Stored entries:
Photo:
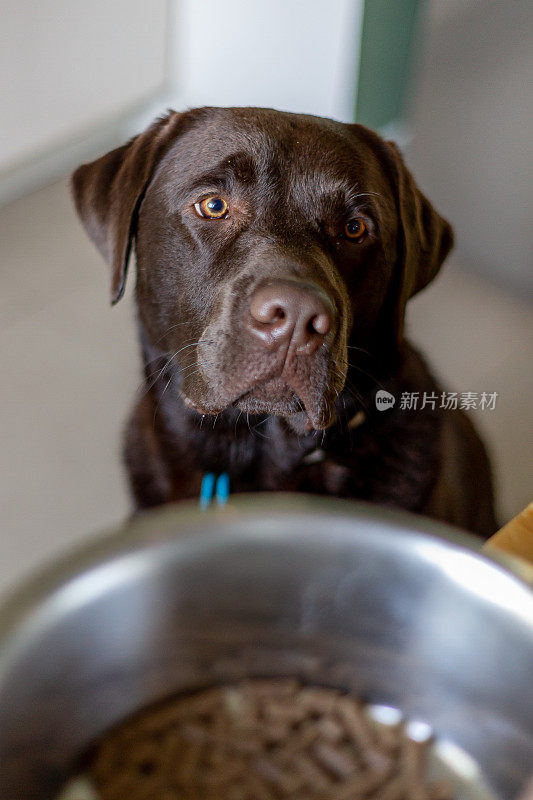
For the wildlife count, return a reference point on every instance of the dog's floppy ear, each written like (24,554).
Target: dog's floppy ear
(108,193)
(425,238)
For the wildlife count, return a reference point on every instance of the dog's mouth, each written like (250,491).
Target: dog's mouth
(271,396)
(275,396)
(300,388)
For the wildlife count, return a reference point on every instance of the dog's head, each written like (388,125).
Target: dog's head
(267,244)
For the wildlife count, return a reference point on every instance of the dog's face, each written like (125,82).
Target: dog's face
(267,244)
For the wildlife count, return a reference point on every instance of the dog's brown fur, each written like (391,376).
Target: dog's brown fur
(215,399)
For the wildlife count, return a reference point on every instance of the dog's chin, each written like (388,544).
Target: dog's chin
(273,396)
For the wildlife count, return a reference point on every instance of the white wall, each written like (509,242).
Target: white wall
(67,65)
(80,77)
(287,54)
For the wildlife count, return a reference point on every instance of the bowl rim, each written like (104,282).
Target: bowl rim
(185,525)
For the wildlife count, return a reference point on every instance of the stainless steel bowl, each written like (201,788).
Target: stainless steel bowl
(404,611)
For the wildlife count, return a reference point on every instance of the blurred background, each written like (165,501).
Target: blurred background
(450,80)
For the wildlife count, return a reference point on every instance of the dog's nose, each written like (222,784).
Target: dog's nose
(283,311)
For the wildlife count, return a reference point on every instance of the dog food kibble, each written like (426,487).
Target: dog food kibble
(263,740)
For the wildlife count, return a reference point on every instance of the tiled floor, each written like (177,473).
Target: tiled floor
(69,370)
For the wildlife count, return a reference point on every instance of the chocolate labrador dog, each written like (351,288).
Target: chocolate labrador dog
(275,255)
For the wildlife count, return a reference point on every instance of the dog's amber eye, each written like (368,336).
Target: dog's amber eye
(354,228)
(212,207)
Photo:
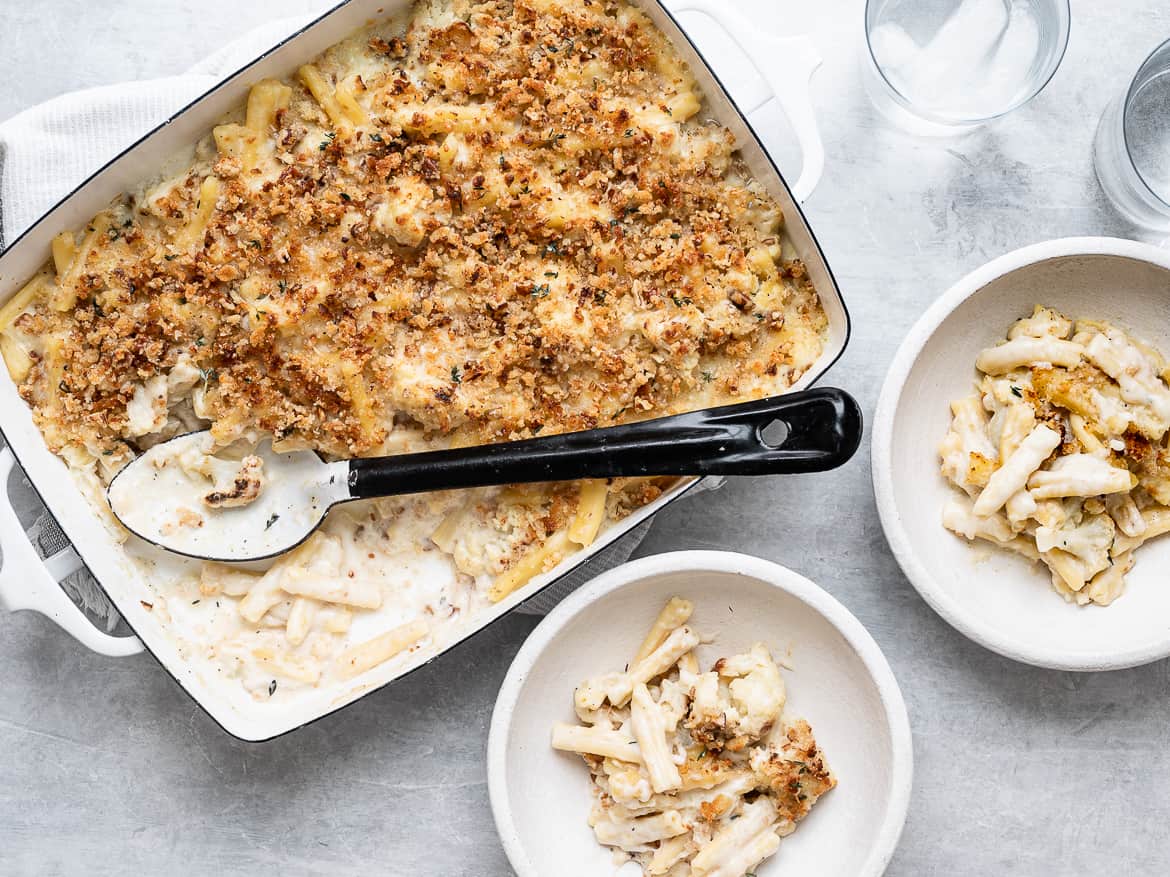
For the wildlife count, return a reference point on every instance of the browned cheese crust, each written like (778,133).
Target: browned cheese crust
(514,235)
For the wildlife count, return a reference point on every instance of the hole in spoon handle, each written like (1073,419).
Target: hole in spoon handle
(823,430)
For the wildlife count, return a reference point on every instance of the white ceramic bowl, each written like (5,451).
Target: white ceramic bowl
(840,683)
(995,598)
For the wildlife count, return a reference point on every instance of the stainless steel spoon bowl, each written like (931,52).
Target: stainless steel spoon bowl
(180,497)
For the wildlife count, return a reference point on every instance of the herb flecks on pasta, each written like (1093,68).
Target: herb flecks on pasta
(696,774)
(507,222)
(1062,454)
(491,221)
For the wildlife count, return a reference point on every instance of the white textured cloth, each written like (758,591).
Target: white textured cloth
(49,149)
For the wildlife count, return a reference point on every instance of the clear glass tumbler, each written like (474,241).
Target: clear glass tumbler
(945,67)
(1131,151)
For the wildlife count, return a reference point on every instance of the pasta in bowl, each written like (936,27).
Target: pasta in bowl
(798,663)
(1004,599)
(695,774)
(1062,451)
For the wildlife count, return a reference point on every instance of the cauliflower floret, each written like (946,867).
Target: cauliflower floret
(756,689)
(1043,322)
(1088,540)
(146,409)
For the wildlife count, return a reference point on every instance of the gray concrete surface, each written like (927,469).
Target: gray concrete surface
(107,767)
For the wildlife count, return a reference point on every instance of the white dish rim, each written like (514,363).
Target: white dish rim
(882,470)
(859,639)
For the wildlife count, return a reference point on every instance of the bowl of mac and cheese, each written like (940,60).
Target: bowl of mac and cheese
(1020,455)
(700,715)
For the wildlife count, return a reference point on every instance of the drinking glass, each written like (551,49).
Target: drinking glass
(945,67)
(1131,151)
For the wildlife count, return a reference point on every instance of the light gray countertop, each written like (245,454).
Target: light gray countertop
(108,767)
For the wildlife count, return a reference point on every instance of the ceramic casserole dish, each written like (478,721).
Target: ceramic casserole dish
(25,581)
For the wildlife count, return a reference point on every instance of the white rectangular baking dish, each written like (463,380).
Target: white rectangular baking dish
(25,581)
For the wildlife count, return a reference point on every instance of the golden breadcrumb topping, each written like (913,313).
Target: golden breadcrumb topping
(507,220)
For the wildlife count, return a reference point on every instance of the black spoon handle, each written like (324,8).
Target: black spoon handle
(823,432)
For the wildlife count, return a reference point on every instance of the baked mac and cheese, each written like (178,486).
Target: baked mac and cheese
(493,221)
(1061,455)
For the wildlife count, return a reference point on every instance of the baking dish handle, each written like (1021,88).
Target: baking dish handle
(787,64)
(26,582)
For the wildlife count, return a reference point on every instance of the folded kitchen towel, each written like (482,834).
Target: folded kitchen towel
(47,150)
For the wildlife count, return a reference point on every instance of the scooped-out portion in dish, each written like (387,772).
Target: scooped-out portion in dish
(1062,453)
(695,774)
(486,222)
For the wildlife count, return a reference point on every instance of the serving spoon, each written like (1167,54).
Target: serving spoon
(158,499)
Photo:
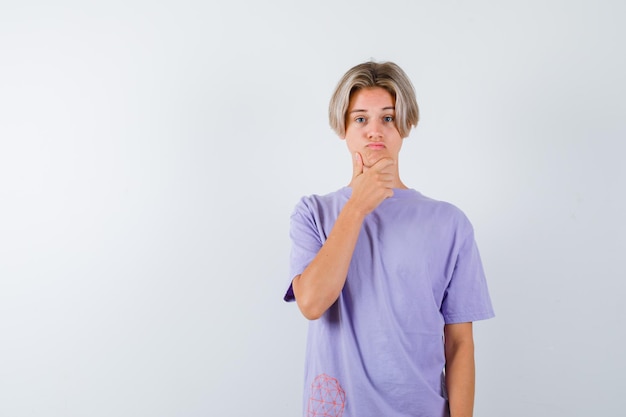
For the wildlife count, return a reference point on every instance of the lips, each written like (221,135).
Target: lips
(376,146)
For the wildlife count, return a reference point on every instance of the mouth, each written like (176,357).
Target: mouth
(376,146)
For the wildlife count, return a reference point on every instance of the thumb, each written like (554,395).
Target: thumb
(357,165)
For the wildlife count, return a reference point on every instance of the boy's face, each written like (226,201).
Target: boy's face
(370,126)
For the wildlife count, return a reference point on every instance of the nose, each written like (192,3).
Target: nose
(374,131)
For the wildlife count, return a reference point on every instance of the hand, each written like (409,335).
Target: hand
(370,187)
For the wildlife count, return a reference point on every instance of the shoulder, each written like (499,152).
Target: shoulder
(440,212)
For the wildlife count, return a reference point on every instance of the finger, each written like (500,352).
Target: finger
(357,165)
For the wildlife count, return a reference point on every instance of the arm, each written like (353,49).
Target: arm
(460,372)
(320,284)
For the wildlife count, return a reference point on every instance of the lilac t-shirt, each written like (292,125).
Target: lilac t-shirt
(378,350)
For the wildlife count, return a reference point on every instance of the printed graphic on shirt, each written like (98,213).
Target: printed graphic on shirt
(327,398)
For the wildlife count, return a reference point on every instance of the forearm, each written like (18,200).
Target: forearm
(320,284)
(460,377)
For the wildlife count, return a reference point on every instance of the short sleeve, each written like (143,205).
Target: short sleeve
(306,241)
(467,297)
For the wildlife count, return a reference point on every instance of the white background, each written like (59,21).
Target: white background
(151,153)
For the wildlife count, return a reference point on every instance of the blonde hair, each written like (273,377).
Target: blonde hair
(370,74)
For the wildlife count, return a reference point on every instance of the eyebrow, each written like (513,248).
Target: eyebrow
(365,111)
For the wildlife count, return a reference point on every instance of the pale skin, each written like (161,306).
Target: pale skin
(374,142)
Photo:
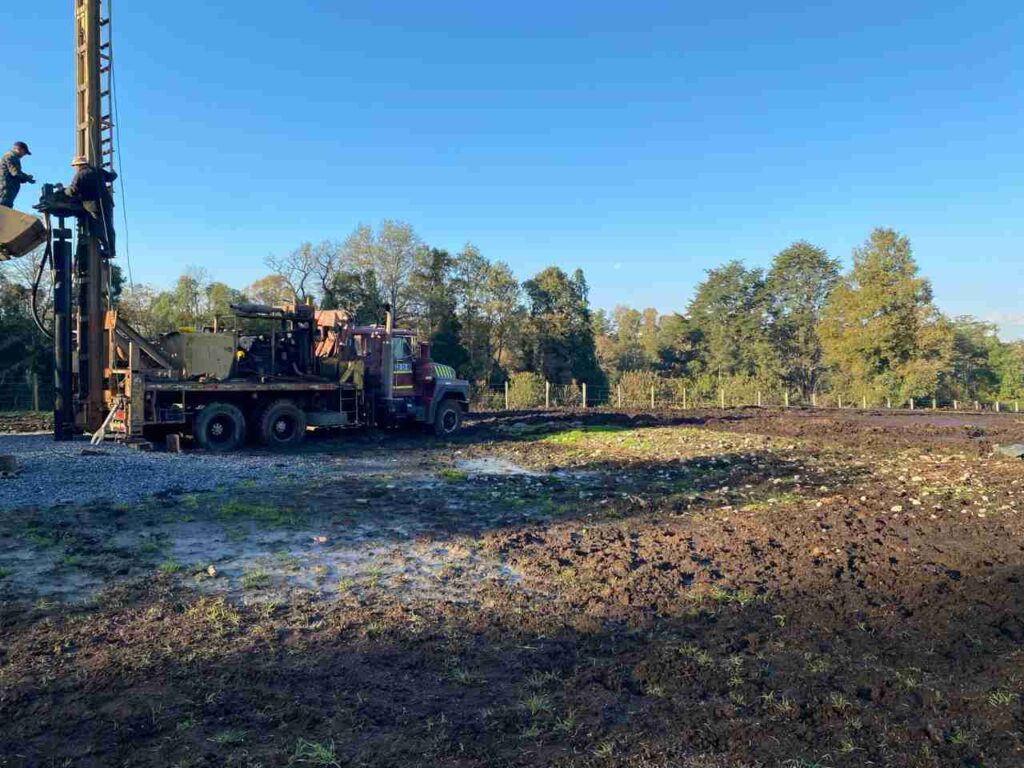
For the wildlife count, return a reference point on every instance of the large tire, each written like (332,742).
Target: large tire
(283,425)
(219,427)
(448,419)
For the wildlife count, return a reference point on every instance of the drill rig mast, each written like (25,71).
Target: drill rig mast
(94,141)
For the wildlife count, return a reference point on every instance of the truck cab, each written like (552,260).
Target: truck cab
(402,383)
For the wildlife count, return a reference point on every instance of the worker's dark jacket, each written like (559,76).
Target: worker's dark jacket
(89,184)
(11,178)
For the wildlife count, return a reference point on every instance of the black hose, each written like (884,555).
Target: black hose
(47,256)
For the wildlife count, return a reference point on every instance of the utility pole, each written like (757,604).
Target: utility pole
(93,140)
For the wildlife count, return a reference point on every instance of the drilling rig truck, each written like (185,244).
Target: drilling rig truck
(271,374)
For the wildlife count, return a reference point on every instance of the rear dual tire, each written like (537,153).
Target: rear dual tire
(283,425)
(219,427)
(448,419)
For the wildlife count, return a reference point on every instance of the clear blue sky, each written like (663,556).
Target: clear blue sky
(644,141)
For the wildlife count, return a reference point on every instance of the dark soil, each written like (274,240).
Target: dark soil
(717,589)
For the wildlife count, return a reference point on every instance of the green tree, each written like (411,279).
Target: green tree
(487,305)
(356,293)
(973,371)
(558,339)
(679,346)
(728,313)
(434,294)
(880,331)
(390,253)
(797,288)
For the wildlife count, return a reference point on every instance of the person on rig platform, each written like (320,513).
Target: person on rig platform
(89,185)
(11,176)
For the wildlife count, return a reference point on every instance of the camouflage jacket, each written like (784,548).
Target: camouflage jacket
(11,175)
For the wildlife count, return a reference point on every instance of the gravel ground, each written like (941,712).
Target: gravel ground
(53,473)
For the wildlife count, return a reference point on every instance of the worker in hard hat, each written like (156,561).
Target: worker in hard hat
(11,175)
(89,186)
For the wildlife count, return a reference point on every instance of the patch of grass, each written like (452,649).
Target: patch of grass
(287,560)
(314,753)
(1001,697)
(148,547)
(39,537)
(266,514)
(539,704)
(230,737)
(463,676)
(573,436)
(216,613)
(256,579)
(70,560)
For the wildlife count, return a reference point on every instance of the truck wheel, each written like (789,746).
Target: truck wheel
(448,419)
(283,425)
(219,427)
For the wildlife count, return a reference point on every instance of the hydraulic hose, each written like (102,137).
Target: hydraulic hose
(47,256)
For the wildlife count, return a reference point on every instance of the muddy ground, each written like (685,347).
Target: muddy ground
(723,589)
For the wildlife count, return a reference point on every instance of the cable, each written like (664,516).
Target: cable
(117,141)
(47,256)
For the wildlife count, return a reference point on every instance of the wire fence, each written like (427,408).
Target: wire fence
(36,393)
(673,394)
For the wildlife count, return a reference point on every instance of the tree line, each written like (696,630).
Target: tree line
(802,326)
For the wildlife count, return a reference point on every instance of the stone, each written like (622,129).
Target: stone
(1012,450)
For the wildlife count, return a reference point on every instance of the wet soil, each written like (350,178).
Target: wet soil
(717,589)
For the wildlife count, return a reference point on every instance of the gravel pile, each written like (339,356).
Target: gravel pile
(53,473)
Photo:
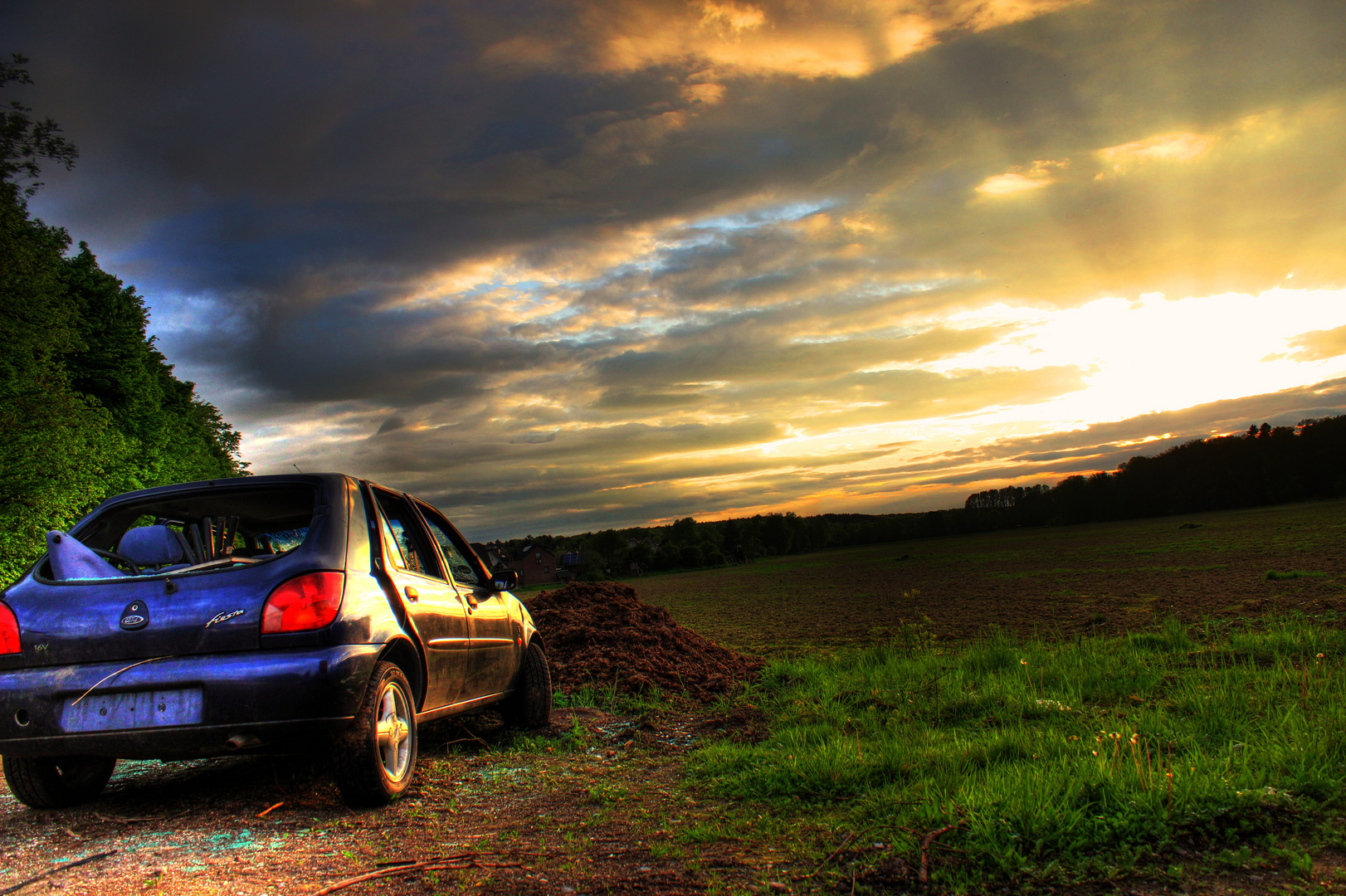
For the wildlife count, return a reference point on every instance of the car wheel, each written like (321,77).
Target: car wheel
(56,782)
(376,759)
(530,704)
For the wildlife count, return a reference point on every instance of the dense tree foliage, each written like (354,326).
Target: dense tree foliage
(88,405)
(1263,465)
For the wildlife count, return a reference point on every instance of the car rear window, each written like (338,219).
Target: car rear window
(197,530)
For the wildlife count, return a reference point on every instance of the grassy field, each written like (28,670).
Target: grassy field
(1056,582)
(1168,753)
(1142,708)
(1158,700)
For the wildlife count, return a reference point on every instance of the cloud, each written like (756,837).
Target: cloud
(1319,344)
(1039,175)
(590,263)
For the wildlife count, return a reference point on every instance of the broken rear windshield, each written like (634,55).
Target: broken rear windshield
(183,532)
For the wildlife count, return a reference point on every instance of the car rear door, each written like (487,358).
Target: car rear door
(434,604)
(497,636)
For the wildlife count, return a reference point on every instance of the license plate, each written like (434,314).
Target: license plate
(135,709)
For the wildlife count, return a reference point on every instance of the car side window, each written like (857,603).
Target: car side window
(456,553)
(406,537)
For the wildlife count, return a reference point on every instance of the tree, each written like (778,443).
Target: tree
(684,532)
(88,405)
(25,140)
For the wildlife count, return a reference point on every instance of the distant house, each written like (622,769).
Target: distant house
(534,564)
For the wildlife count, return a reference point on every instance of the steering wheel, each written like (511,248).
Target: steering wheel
(120,558)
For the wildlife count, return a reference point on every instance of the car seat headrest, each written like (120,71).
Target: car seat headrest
(153,547)
(71,560)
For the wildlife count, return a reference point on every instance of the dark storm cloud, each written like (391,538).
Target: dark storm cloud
(588,261)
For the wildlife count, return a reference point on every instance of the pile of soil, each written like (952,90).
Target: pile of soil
(601,634)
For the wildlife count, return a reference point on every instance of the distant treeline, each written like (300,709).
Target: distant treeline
(89,408)
(1264,465)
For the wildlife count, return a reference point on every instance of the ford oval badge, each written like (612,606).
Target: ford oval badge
(136,615)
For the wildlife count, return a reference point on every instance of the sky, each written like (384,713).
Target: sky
(569,265)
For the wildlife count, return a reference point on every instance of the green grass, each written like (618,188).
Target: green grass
(1058,762)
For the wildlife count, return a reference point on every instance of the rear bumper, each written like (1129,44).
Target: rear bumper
(270,699)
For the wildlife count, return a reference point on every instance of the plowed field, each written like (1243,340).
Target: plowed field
(1058,582)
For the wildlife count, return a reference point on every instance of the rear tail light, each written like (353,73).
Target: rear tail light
(303,603)
(8,631)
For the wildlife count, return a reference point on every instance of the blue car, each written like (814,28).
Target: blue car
(309,612)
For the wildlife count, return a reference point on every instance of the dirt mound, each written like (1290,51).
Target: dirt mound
(601,634)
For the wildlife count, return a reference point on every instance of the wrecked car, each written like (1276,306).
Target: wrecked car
(276,614)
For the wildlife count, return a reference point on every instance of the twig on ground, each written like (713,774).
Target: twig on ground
(448,863)
(924,876)
(53,871)
(836,852)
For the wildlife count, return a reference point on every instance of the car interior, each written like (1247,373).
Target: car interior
(188,532)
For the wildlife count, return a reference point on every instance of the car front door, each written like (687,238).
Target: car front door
(434,604)
(497,636)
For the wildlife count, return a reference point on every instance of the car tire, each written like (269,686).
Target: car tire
(376,759)
(530,704)
(56,782)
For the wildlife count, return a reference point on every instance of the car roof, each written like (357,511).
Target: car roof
(248,482)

_DO THIS:_
Can you quote exactly the lines from the one containing "written like (384,713)." through the last line of the records above, and nothing else?

_RESPONSE TO THE EXERCISE:_
For the wildlife count, return a reference point on every instance of the sky, each written like (384,713).
Target: sky
(569,265)
For the wildlife count, return a reference point on every instance of the green grass, each written like (618,188).
Target: green grass
(1058,762)
For the wildlife count, return a reference point on every instance of the rear bumper, each written like (1129,44).
Target: rear bumper
(270,699)
For the wildlife count, return a reference point on every instance of the plowed field, each written like (1243,340).
Target: plowed field
(1058,582)
For the wildlife count, return a reference point on every instance of the rear tail light, each written like (353,73).
Target: rear tail light
(303,603)
(8,631)
For the wildlife count, return a reference point on every instance of the blue car, each written like (814,28).
Target: blue car
(309,612)
For the wildlife count, return a reference point on every instance of the dirt mound, each written like (1290,51).
Target: dirt mound
(601,634)
For the wildlife count, return a reference point on every instance of the wrecked car, each written like (1276,306).
Target: wrecked car
(276,614)
For the wildlife count, return a reference point on every instance of the twig on ground, each written like (713,774).
Target: twig on ground
(448,863)
(924,876)
(53,871)
(836,852)
For the wildlife count, return a reference point on every instance of the car interior, each written like (1247,373).
Target: car interior
(188,532)
For the wildlife count, return a reference point on every instance of the car front door, each written like (687,238).
Target: car front door
(434,604)
(497,636)
For the wildlife count, return a reference point on every instance of the car tire, each written like (269,686).
Target: car tire
(376,759)
(530,704)
(56,782)
For the wildlife count, return a reference point on every instance of the car roof, each written like (357,511).
Target: car roof
(248,482)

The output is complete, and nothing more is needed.